#### Text block
━━━━━━

CUDL is beginning to see a positive "bounce" in the new car market, citing the latest numbers. "The U.S. will finish at around 12.7 million new car sales this year, and the seasonally adjusted rate for this month is around 13.7 million," Greenwald said last month. "All indications are we will continue to see growth."

Greenwald acknowledged that credit unions have become much more competitive on rate, but declined to cite where CUs need to set their offers due to varying market conditions. Credit Union Journal reports during the second half of 2011 showed a number of CUs drooping below 2% for new cars and prime credit.

Yet what Greenwald contended will make the biggest impact this year is CUs getting in the trenches and "doing everything they can to compete." According to Greenwald that means building and keeping strong relationships with car dealerships and providing methods to make it easy for the dealer to work with the credit union-such as the dealer being able to pull down a loan online without having to submit an app.

Static Pool Analysis
It also means better analytics. "We offer Lending Insights, but whatever the tool, the credit union has to be doing static pool analysis and understanding their different internal and external market segments," Greenwald insisted. "If you can price someone more competitively because their risk profile is lower it gives you the chance to get that loan rather than seeing it go somewhere else."

What make back down, agreed Greenwald, are used car prices. But he did not agree with many experts who told Credit Union Journal used prices will fall sharply this year (see related story). "Used prices have come down from their recent peaks, and they may likely come down a little more."

Greenwald agreed that credit unions need to be more careful with used loan to values. "But if you are making good loans you will not have a high number of repossessions and that softens the LTV issue."

━━━━━━

#### Written problem
In the passage on credit union auto lending, rewrite the portion from "Greenwald acknowledged that" up to and including "and prime credit.", changing "new cars" to "used cars".

#### Dataset excerpt
━━━━━━

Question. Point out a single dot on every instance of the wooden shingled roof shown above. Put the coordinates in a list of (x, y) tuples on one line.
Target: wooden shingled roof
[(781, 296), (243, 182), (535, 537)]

━━━━━━

#### Problem solution
Greenwald acknowledged that credit unions have become much more competitive on rate, but declined to cite where CUs need to set their offers due to varying market conditions. Credit Union Journal reports during the second half of 2011 showed a number of CUs drooping below 2% for used cars and prime credit.